==== Provided information

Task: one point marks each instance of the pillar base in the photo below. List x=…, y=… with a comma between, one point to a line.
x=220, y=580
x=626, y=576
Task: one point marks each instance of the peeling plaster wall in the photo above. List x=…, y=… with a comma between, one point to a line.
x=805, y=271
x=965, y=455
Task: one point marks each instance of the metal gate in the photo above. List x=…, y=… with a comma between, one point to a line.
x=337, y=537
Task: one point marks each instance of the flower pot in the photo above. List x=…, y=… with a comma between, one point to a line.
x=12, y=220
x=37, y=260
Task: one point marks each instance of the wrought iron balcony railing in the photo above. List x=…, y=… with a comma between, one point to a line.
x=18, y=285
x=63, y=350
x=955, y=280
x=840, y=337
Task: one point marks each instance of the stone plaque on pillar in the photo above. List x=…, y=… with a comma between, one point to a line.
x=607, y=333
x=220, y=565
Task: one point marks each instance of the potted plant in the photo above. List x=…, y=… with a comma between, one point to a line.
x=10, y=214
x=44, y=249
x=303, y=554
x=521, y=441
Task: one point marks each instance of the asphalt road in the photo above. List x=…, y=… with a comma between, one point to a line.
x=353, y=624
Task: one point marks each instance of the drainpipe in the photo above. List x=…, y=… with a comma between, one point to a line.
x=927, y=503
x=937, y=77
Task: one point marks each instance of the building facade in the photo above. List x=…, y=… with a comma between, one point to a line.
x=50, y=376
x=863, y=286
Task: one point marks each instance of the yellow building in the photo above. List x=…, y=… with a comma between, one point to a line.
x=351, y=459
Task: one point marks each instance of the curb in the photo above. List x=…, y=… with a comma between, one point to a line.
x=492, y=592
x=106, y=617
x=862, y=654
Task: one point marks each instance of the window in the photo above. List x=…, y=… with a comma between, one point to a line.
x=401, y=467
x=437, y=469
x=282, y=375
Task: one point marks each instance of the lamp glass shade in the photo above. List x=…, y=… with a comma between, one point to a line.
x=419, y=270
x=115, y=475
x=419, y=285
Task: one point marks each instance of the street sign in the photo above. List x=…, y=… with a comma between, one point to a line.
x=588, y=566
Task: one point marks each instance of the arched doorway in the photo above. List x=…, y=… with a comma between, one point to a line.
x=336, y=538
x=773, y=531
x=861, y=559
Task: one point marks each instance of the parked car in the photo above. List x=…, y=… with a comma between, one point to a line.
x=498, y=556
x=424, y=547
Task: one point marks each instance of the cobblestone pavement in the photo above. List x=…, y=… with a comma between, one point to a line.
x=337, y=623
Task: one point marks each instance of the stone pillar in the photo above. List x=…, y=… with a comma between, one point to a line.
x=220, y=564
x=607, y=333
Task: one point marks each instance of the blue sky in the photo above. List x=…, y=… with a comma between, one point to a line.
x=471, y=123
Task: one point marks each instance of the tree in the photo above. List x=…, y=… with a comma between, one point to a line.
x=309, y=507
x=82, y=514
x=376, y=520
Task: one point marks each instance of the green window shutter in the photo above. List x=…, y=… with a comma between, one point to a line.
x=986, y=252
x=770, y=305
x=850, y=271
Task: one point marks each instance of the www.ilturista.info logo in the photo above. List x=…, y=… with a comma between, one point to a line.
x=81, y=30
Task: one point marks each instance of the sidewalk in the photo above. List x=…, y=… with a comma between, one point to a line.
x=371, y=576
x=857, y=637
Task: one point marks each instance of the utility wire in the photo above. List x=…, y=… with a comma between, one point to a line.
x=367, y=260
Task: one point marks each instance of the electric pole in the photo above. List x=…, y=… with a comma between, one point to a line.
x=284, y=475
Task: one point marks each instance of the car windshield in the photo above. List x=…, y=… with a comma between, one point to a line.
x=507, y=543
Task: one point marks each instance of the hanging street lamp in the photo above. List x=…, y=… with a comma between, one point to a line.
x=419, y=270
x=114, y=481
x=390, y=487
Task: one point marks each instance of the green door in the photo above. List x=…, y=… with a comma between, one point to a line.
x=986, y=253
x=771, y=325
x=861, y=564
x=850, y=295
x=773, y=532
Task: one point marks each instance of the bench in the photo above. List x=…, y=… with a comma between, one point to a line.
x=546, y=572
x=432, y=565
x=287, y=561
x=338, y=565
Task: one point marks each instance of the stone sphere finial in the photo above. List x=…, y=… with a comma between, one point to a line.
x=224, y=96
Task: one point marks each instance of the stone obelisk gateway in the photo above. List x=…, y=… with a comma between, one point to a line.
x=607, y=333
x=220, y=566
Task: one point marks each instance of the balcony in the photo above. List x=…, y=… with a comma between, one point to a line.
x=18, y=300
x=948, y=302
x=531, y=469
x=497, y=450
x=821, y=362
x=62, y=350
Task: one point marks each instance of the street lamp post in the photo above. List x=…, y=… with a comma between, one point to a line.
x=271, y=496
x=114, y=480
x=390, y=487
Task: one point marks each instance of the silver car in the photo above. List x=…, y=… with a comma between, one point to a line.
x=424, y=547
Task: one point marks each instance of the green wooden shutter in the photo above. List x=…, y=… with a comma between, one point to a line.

========

Work request. The records above should be duplicated in full, exactly as given.

Result of this exercise.
Task: one point marks each instance of the pillar base in the photo below. List x=…, y=… with a comma between, one point to a line.
x=220, y=580
x=626, y=576
Task: one point marks each instance of the peeling plaster wall in the photo above. List x=…, y=… with a comma between, one point to a line.
x=805, y=271
x=965, y=455
Task: one point marks each instance of the metal gate in the photo above. List x=…, y=… with a comma between, one point to a line.
x=337, y=537
Task: one point marks each instance of the flower pot in the photo above. List x=…, y=… with a comma between, one point to a line.
x=12, y=220
x=37, y=260
Task: one point marks each instance of the wrought iron balcony railing in the photo above. List x=…, y=… with a comma between, one point to a line.
x=18, y=285
x=63, y=350
x=955, y=280
x=840, y=337
Task: one point marks each instance of the stone plaque on pillar in the photo above. List x=…, y=… with a comma between, one point to a line.
x=607, y=333
x=220, y=565
Task: one point marks each instance of the potted plant in the photo above. List x=…, y=… with a comma between, one point to a line.
x=10, y=214
x=44, y=249
x=303, y=554
x=521, y=441
Task: one point marks each instance of the asphalt road in the photo above. List x=…, y=… with a comma between, one point to a line.
x=353, y=624
Task: one point marks each instance of the drainpipe in the photo above. List x=…, y=… with a comma between, one point to a line.
x=927, y=503
x=937, y=77
Task: one point marks each instance of the building facade in the photo above. List x=…, y=… with a comma between, one point to a line.
x=50, y=376
x=863, y=286
Task: one point marks each instance of the yellow building in the photo above. List x=…, y=… with a comma between, one point to a line.
x=351, y=459
Task: one point marks each instance of the curb in the photo above. List x=…, y=… with a comma between, one point to a line.
x=492, y=592
x=106, y=617
x=862, y=654
Task: one point marks each instance of the window in the photo above. List x=…, y=… with a comma between, one point to a line.
x=401, y=467
x=437, y=469
x=282, y=375
Task: one point marks each instance of the lamp glass shade in the photo above. List x=…, y=… with a comma between, one point to a line.
x=419, y=270
x=115, y=475
x=419, y=285
Task: one point marks each instance of the street sign in the photo above. List x=…, y=… with a comma between, one point to a line.
x=588, y=566
Task: one point marks each instance of the arched doorway in the photo above. List x=…, y=… with a comma between, one point to a line.
x=336, y=538
x=773, y=531
x=861, y=559
Task: one point marks each instance of the parked car in the photo above. List x=…, y=… with a comma between, one point to a line.
x=498, y=556
x=424, y=547
Task: one point marks each instance of the cobblestone pavement in the photo above. List x=…, y=… with a comma between, one point to a line.
x=337, y=623
Task: one point marks each instance of the stone pillar in the photo above. List x=…, y=… with a comma between, one point to a line.
x=220, y=564
x=607, y=333
Task: one point marks each instance of the blue sky in the photo above. List x=…, y=… with a comma between, one point to a line.
x=471, y=123
Task: one point marks each instance of the tree in the photo above. List x=…, y=… with a comma between, one point to a line.
x=309, y=507
x=82, y=514
x=376, y=520
Task: one point marks each instance of the green window shutter in the photo above. List x=…, y=… with a comma between, one point to a line.
x=986, y=252
x=770, y=305
x=850, y=271
Task: one point marks each instance of the www.ilturista.info logo in the photo above. List x=…, y=… with a comma between, one point to a line.
x=81, y=30
Task: one point marks each instance of the sidewalk in the photo above. List x=…, y=… with a comma between, one point to a line.
x=371, y=576
x=857, y=637
Task: one point marks each instance of the utility wire in the photo above. List x=…, y=… with a comma between, one point to a line.
x=367, y=260
Task: one point marks each instance of the electric pole in the photo above. List x=…, y=… with a comma between, one point to a line.
x=284, y=475
Task: one point marks each instance of the car windshield in the photo above. List x=…, y=… with a comma between, one point to a line.
x=507, y=543
Task: one point marks each instance of the hanging street lamp in the photo above. List x=…, y=… with a comma between, one point to a line.
x=419, y=270
x=114, y=481
x=390, y=487
Task: one point marks each instance of the green door in the photo above. List x=…, y=… with a comma between, one point to a line.
x=986, y=253
x=771, y=325
x=861, y=564
x=850, y=295
x=773, y=532
Task: one point marks each instance of the bench in the photo above. List x=…, y=… with a comma between, one point to a line.
x=546, y=572
x=432, y=565
x=287, y=561
x=338, y=565
Task: one point marks each instance of the stone sphere finial in the photo above. List x=…, y=… with a comma between, one point to a line.
x=224, y=96
Task: one point marks each instance of the stone obelisk gateway in the photo above. List x=…, y=… with a comma between, one point to a line.
x=607, y=333
x=220, y=566
Task: one point marks each instance of the balcony in the photo above. List x=…, y=… with a comma between, one point to a line.
x=18, y=300
x=948, y=302
x=531, y=469
x=497, y=450
x=821, y=362
x=62, y=350
Task: one point marks each instance of the street lamp post in the photo above. List x=…, y=… with a comma between, one point to a line.
x=271, y=496
x=114, y=480
x=390, y=487
Task: one point marks each instance of the silver car in the photo above. List x=…, y=… with a comma between, one point to a line.
x=424, y=547
Task: one point marks each instance of the green wooden shutter in the photo above. List x=…, y=… with a comma between, one point to a line.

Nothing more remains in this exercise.